__本文__:
● ● ●

マスミさんは息子と二人暮らしの80歳の女性。脳卒中の後遺症で左上下肢の不全麻痺があります。
歩く練習はするけど、左上肢の訓練はしないし、麻痺で浮腫がひどいので、せめて浮腫の改善をというケアマネジャーからの依頼で訪問を開始してから3年がたとうとしています。
脳卒中の後遺症の麻痺がある場合、多くは屈筋と伸筋のバランスが悪いせいで、筋膜が内旋し、結果浮腫が目立ち、それが余計に麻痺の回復を遅らせてしまいます。
マスミさんも例外ではなく、筋膜の内旋のリリースを行なった後浮腫はほぼ消失しました。それから彼女は、自分のことくらい自分でしたいとほとんど実用的ではなかった左手を使い洗濯物を干し、押さえることでなんとか食べていたヨーグルトを持って食べられるようにまで回復を勝ち取って来られました。
そんな彼女が、今日はなんとか親指と人差し指で物をつまめるように練習をしている。動かないから右手をみて、同じように動かすつもりでしていると、上手につまむ様子を見せて下さいました。

● ● ●

保存されたデータ項目
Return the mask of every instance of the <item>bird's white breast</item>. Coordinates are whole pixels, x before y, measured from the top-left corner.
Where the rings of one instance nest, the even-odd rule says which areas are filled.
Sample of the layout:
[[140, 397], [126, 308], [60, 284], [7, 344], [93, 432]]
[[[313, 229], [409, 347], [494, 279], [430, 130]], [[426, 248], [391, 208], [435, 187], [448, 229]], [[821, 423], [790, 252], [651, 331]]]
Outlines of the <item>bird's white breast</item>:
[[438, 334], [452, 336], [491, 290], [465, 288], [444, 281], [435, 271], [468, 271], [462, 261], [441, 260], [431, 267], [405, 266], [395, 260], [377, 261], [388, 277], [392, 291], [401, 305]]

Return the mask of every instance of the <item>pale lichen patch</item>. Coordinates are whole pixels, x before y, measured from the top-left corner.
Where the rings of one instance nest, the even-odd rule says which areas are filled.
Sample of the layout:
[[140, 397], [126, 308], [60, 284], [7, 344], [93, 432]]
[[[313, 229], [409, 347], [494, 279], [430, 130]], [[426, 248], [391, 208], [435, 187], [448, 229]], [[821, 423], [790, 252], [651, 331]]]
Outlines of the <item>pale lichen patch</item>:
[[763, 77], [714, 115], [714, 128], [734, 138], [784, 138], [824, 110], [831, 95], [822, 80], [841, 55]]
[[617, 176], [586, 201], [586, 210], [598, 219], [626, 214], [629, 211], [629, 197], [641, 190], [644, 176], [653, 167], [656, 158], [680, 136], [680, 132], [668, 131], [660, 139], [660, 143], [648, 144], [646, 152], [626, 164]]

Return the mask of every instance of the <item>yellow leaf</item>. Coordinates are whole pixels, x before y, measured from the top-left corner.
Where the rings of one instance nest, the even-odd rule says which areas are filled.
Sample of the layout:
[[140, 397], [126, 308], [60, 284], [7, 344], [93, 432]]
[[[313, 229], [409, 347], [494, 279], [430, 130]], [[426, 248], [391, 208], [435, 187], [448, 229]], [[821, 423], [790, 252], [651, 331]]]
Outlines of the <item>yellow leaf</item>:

● ● ●

__読んで答えよう__:
A – 本文によると、筋膜の内旋のリリースを行なった後、マスミさんの浮腫はどうなりましたか。
B – 本文の「歩く練習はするけど、左上肢の」から「復を勝ち取って来られました。」までをすべて、一字も変えずに書き出しなさい。

__解答例__:
A – ほぼ消失しました。

B –
歩く練習はするけど、左上肢の訓練はしないし、麻痺で浮腫がひどいので、せめて浮腫の改善をというケアマネジャーからの依頼で訪問を開始してから3年がたとうとしています。
脳卒中の後遺症の麻痺がある場合、多くは屈筋と伸筋のバランスが悪いせいで、筋膜が内旋し、結果浮腫が目立ち、それが余計に麻痺の回復を遅らせてしまいます。
マスミさんも例外ではなく、筋膜の内旋のリリースを行なった後浮腫はほぼ消失しました。それから彼女は、自分のことくらい自分でしたいとほとんど実用的ではなかった左手を使い洗濯物を干し、押さえることでなんとか食べていたヨーグルトを持って食べられるようにまで回復を勝ち取って来られました。